## Begin Text shown

Sunday, January 27, 2013

Winter Glow

We get a lot of low lying fog in the winter in Southern Oregon. We just finished a stint of two weeks of heavy fog and freezing fog. On those days, there is no blue sky or stars at night. When the fog breaks and lifts, the colors of the winter sky are so striking and beautiful, and the mountains seem to rise taller and closer. The sun is setting at about 5:00 PM at this time of year. The sun is low in the sky all day long and the light blue and peach colored glow looks like candle light at the end of the day. On winter evenings, a little Irish Jam Cakes hits the spot! Here's to warm and cozy evenings and remembering the stars are always there, even when we can't see them!~

Wednesday, January 16, 2013

Beef or Bison Pot Pie

Warm and hearty meals begin with whole foods from the farm and from local farms. Friends of ours raise pastured beef and fellow farmers in the Rogue Valley raise pastured bison...either meat is delicious when it is raised out in the pastures in the farm fresh air and grazing to their heart's content! The London Broil cut of meat is quite tasty and best when slow cooked. We had a 5 pound bison roast that had been slow cooked for about 4 hours in the oven. The shredded meat was super tasty after roasting with garlic, onions, apples, and a few spices.
The meat was shredded and set aside. Next, the homemade version of cream of mushroom soup was made: 1 small onion, chopped fine 1 clove of garlic, minced 2 cups of sliced mushrooms 3 Tablespoons of butter. Saute together first onions and garlic until onions are soften. Add sliced mushrooms and saute just until softened lightly, which is about 2 minutes on medium low heat. Add 3 Tablespoons of flour to vegetables in pan and stir to cover. Add all at once: 2 cups chicken stock and stir Mixture will thicken, Then add 2 cups milk or milk sustitute Stir until desired consistency. Add salt and pepper to taste. This smooth and tasty sauce will cover the meat and vegies for the pie. Leave on warming heat until ready to use.

## End Text shown
## Begin Information provided

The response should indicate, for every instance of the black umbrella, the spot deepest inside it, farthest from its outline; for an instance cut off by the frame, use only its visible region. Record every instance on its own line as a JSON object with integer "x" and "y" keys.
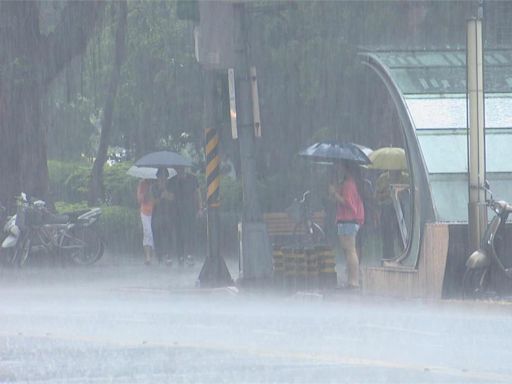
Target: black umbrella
{"x": 336, "y": 151}
{"x": 163, "y": 159}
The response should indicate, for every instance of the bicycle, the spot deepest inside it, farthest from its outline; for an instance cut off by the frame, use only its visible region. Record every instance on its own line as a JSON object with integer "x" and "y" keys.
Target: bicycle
{"x": 492, "y": 256}
{"x": 306, "y": 232}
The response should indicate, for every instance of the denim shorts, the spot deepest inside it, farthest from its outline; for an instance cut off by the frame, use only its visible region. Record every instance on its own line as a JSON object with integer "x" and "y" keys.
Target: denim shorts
{"x": 347, "y": 229}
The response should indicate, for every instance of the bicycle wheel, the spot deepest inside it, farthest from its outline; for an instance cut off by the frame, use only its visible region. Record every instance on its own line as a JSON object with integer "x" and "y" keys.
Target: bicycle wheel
{"x": 23, "y": 252}
{"x": 308, "y": 234}
{"x": 84, "y": 245}
{"x": 475, "y": 282}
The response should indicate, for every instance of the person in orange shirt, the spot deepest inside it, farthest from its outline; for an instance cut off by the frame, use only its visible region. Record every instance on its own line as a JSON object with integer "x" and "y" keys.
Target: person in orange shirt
{"x": 349, "y": 216}
{"x": 146, "y": 205}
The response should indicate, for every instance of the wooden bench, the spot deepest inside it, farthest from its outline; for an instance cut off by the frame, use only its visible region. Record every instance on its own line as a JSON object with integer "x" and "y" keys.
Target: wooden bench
{"x": 280, "y": 226}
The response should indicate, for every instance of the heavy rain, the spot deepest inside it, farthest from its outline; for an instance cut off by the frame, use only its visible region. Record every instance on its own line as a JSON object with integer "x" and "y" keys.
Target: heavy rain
{"x": 255, "y": 191}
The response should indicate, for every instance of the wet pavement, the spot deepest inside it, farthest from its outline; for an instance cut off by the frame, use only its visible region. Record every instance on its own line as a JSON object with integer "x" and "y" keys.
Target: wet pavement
{"x": 122, "y": 322}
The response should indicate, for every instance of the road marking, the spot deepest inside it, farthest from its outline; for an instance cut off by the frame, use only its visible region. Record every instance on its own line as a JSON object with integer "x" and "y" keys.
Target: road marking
{"x": 400, "y": 329}
{"x": 281, "y": 354}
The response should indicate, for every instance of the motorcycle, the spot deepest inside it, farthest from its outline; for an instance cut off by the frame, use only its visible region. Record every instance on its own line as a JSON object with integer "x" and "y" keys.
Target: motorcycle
{"x": 476, "y": 281}
{"x": 35, "y": 229}
{"x": 6, "y": 254}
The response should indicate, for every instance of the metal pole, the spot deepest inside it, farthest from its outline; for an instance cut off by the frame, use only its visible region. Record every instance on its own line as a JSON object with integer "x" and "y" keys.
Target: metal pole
{"x": 256, "y": 259}
{"x": 477, "y": 211}
{"x": 214, "y": 272}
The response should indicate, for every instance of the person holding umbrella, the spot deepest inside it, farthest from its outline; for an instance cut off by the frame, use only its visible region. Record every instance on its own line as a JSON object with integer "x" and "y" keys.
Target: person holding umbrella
{"x": 146, "y": 204}
{"x": 164, "y": 215}
{"x": 349, "y": 216}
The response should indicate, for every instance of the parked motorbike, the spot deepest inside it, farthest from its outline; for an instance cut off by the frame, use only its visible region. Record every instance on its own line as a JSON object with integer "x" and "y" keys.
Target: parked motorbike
{"x": 35, "y": 229}
{"x": 6, "y": 221}
{"x": 492, "y": 251}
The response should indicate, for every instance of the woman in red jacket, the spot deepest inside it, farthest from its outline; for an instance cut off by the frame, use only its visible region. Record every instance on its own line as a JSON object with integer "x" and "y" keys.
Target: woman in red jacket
{"x": 349, "y": 217}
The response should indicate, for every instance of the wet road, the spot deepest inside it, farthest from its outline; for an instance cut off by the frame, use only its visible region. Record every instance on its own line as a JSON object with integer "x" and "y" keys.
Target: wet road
{"x": 122, "y": 322}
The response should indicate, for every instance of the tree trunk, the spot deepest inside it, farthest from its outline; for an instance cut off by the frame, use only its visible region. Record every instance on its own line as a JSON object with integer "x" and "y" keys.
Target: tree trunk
{"x": 29, "y": 61}
{"x": 96, "y": 186}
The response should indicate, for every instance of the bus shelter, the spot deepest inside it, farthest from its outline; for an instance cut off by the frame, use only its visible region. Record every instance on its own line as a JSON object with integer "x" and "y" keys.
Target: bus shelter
{"x": 420, "y": 104}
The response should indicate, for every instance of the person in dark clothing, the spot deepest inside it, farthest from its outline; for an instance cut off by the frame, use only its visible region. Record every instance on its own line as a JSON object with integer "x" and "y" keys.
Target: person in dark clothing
{"x": 188, "y": 204}
{"x": 164, "y": 215}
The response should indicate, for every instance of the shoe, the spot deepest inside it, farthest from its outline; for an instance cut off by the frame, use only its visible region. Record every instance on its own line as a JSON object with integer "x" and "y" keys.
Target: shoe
{"x": 190, "y": 261}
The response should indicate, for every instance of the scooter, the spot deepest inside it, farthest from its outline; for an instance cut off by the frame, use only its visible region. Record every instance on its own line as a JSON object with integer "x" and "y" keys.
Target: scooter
{"x": 476, "y": 281}
{"x": 34, "y": 228}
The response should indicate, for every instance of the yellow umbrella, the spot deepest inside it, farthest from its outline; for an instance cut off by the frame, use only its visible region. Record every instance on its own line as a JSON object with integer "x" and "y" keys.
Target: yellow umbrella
{"x": 389, "y": 158}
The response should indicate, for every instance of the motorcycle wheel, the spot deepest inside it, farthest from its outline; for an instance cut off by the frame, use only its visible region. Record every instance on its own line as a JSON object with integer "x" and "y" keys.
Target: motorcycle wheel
{"x": 7, "y": 256}
{"x": 22, "y": 253}
{"x": 475, "y": 282}
{"x": 89, "y": 244}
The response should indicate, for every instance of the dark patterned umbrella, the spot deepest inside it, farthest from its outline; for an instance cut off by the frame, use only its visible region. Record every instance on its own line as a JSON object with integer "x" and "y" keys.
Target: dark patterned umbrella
{"x": 336, "y": 151}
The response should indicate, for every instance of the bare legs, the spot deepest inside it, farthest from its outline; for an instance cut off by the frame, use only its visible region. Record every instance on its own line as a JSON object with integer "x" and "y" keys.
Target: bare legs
{"x": 348, "y": 244}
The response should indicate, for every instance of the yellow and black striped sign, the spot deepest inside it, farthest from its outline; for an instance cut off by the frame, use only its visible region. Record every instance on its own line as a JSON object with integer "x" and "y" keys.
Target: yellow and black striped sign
{"x": 212, "y": 168}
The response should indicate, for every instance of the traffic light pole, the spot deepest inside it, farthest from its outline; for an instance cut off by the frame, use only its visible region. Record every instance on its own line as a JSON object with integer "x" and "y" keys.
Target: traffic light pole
{"x": 214, "y": 272}
{"x": 255, "y": 258}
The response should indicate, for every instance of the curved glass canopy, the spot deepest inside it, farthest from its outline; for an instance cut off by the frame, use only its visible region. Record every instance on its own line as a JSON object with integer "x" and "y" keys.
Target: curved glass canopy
{"x": 433, "y": 87}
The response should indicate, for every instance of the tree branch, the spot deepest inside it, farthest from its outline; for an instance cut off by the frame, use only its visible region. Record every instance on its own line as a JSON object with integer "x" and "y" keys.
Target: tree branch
{"x": 70, "y": 36}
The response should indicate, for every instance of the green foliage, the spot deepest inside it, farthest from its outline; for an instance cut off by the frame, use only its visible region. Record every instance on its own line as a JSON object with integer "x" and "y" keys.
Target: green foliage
{"x": 121, "y": 228}
{"x": 187, "y": 9}
{"x": 70, "y": 182}
{"x": 119, "y": 187}
{"x": 230, "y": 195}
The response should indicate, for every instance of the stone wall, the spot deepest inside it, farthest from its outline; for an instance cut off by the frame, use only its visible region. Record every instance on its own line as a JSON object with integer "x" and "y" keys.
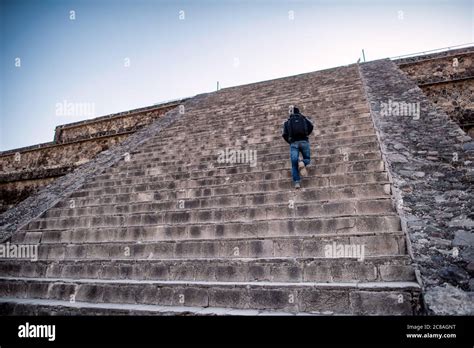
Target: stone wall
{"x": 40, "y": 201}
{"x": 447, "y": 78}
{"x": 430, "y": 162}
{"x": 25, "y": 170}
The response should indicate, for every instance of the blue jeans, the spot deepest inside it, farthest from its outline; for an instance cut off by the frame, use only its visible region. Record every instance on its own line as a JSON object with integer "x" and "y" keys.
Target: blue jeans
{"x": 295, "y": 149}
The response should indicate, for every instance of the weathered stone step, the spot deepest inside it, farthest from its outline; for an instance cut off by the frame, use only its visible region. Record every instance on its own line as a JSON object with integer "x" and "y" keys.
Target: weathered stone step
{"x": 77, "y": 245}
{"x": 341, "y": 298}
{"x": 170, "y": 164}
{"x": 363, "y": 147}
{"x": 201, "y": 163}
{"x": 318, "y": 134}
{"x": 368, "y": 269}
{"x": 256, "y": 143}
{"x": 30, "y": 307}
{"x": 381, "y": 203}
{"x": 218, "y": 215}
{"x": 192, "y": 199}
{"x": 284, "y": 166}
{"x": 282, "y": 147}
{"x": 325, "y": 111}
{"x": 350, "y": 145}
{"x": 273, "y": 132}
{"x": 265, "y": 228}
{"x": 316, "y": 188}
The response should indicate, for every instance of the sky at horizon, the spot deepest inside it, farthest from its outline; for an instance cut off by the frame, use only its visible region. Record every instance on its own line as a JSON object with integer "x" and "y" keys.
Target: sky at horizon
{"x": 116, "y": 55}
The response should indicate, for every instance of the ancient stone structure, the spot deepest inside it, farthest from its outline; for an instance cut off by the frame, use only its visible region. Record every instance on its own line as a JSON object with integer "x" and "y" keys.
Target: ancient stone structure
{"x": 383, "y": 224}
{"x": 23, "y": 171}
{"x": 447, "y": 79}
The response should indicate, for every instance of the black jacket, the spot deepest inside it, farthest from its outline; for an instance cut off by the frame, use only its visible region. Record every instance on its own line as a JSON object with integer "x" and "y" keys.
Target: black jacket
{"x": 286, "y": 134}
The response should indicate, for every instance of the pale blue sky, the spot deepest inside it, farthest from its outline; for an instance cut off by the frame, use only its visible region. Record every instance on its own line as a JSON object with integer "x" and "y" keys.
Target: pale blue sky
{"x": 233, "y": 42}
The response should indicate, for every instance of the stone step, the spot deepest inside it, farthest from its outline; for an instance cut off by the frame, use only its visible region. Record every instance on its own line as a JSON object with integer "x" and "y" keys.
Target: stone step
{"x": 181, "y": 229}
{"x": 245, "y": 168}
{"x": 341, "y": 298}
{"x": 30, "y": 307}
{"x": 282, "y": 147}
{"x": 211, "y": 161}
{"x": 330, "y": 270}
{"x": 253, "y": 143}
{"x": 83, "y": 245}
{"x": 363, "y": 147}
{"x": 218, "y": 215}
{"x": 272, "y": 132}
{"x": 192, "y": 199}
{"x": 277, "y": 142}
{"x": 254, "y": 183}
{"x": 206, "y": 163}
{"x": 274, "y": 203}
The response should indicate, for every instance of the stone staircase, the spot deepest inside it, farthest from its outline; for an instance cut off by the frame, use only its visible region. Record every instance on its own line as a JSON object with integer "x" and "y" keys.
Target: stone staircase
{"x": 170, "y": 230}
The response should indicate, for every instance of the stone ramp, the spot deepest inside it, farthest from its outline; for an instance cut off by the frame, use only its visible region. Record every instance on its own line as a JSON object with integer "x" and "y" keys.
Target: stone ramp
{"x": 169, "y": 227}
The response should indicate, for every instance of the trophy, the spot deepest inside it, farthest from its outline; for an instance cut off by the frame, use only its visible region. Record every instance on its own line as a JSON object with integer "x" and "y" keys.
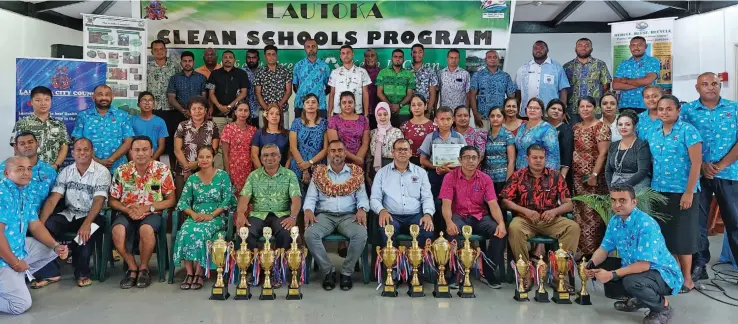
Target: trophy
{"x": 266, "y": 257}
{"x": 243, "y": 259}
{"x": 415, "y": 258}
{"x": 541, "y": 274}
{"x": 294, "y": 261}
{"x": 522, "y": 274}
{"x": 389, "y": 257}
{"x": 467, "y": 256}
{"x": 440, "y": 249}
{"x": 583, "y": 296}
{"x": 560, "y": 265}
{"x": 218, "y": 250}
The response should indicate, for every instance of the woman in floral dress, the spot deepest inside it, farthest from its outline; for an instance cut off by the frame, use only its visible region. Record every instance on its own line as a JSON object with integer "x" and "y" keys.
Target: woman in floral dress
{"x": 206, "y": 198}
{"x": 591, "y": 142}
{"x": 307, "y": 140}
{"x": 236, "y": 139}
{"x": 417, "y": 127}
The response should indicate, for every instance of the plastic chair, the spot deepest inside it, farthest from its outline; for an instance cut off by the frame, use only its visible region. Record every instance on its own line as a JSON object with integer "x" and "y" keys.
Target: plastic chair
{"x": 176, "y": 216}
{"x": 160, "y": 248}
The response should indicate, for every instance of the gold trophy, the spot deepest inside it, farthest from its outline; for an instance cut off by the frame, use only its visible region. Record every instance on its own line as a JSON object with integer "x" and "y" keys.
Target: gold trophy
{"x": 522, "y": 274}
{"x": 541, "y": 274}
{"x": 467, "y": 256}
{"x": 415, "y": 258}
{"x": 218, "y": 251}
{"x": 440, "y": 249}
{"x": 266, "y": 258}
{"x": 389, "y": 257}
{"x": 560, "y": 263}
{"x": 243, "y": 259}
{"x": 294, "y": 261}
{"x": 583, "y": 296}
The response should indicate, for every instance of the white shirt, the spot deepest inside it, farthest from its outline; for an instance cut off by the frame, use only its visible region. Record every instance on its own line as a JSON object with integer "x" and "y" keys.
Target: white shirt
{"x": 354, "y": 80}
{"x": 79, "y": 190}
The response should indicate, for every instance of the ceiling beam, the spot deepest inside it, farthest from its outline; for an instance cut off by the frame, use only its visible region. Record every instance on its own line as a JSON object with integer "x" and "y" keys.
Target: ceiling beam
{"x": 568, "y": 10}
{"x": 51, "y": 5}
{"x": 618, "y": 9}
{"x": 103, "y": 8}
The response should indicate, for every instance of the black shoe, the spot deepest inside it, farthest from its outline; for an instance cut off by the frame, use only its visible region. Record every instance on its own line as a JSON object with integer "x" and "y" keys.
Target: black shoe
{"x": 346, "y": 283}
{"x": 329, "y": 283}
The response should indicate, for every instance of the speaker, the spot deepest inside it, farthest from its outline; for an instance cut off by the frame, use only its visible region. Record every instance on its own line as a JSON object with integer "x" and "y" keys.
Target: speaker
{"x": 66, "y": 51}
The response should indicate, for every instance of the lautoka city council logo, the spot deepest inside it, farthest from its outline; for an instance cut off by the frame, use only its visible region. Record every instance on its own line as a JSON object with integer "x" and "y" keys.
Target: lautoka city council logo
{"x": 61, "y": 79}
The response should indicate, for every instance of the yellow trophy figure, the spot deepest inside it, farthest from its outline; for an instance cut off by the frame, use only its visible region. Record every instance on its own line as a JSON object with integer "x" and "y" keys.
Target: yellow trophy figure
{"x": 441, "y": 252}
{"x": 541, "y": 274}
{"x": 583, "y": 296}
{"x": 218, "y": 250}
{"x": 467, "y": 256}
{"x": 294, "y": 261}
{"x": 389, "y": 257}
{"x": 243, "y": 259}
{"x": 266, "y": 258}
{"x": 560, "y": 263}
{"x": 522, "y": 274}
{"x": 415, "y": 258}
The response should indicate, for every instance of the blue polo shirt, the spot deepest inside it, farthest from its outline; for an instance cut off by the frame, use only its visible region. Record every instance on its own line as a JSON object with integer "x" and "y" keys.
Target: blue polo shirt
{"x": 671, "y": 157}
{"x": 719, "y": 130}
{"x": 633, "y": 69}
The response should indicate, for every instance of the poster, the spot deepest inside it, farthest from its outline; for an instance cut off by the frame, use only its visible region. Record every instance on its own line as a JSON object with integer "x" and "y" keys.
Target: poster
{"x": 121, "y": 42}
{"x": 381, "y": 25}
{"x": 72, "y": 83}
{"x": 659, "y": 40}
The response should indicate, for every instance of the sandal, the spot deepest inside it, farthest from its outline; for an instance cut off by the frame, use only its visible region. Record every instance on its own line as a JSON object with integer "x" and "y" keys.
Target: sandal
{"x": 40, "y": 283}
{"x": 187, "y": 283}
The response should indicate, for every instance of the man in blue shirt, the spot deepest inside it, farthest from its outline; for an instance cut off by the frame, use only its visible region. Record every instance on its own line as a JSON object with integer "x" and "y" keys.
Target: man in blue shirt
{"x": 108, "y": 128}
{"x": 716, "y": 119}
{"x": 635, "y": 73}
{"x": 311, "y": 75}
{"x": 541, "y": 78}
{"x": 21, "y": 255}
{"x": 648, "y": 272}
{"x": 338, "y": 195}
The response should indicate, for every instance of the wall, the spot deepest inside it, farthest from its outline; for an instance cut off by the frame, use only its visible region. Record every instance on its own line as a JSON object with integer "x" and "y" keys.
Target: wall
{"x": 705, "y": 43}
{"x": 32, "y": 38}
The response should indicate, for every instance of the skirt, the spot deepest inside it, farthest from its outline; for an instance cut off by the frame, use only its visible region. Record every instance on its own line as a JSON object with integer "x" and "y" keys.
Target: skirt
{"x": 682, "y": 231}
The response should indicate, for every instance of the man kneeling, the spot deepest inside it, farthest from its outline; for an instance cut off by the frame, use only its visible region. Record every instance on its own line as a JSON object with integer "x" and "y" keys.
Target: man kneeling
{"x": 342, "y": 203}
{"x": 649, "y": 272}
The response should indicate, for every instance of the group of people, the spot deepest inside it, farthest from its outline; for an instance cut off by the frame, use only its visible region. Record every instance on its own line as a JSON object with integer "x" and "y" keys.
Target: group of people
{"x": 365, "y": 127}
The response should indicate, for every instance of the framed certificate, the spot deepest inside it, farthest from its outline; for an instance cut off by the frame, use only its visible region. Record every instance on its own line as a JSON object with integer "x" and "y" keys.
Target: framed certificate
{"x": 446, "y": 153}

## End Information provided

Set tasks >>
1 – Reproduce the portion of the blog post that starts with "Wednesday, January 16, 2013" and goes on through "a few spices.".
2 – How many lines of the records contain the string "step"? Case counts, and give only the number.

Answer list >>
1 –
Wednesday, January 16, 2013

Beef or Bison Pot Pie

Warm and hearty meals begin with whole foods from the farm and from local farms. Friends of ours raise pastured beef and fellow farmers in the Rogue Valley raise pastured bison...either meat is delicious when it is raised out in the pastures in the farm fresh air and grazing to their heart's content! The London Broil cut of meat is quite tasty and best when slow cooked. We had a 5 pound bison roast that had been slow cooked for about 4 hours in the oven. The shredded meat was super tasty after roasting with garlic, onions, apples, and a few spices.

2 – 4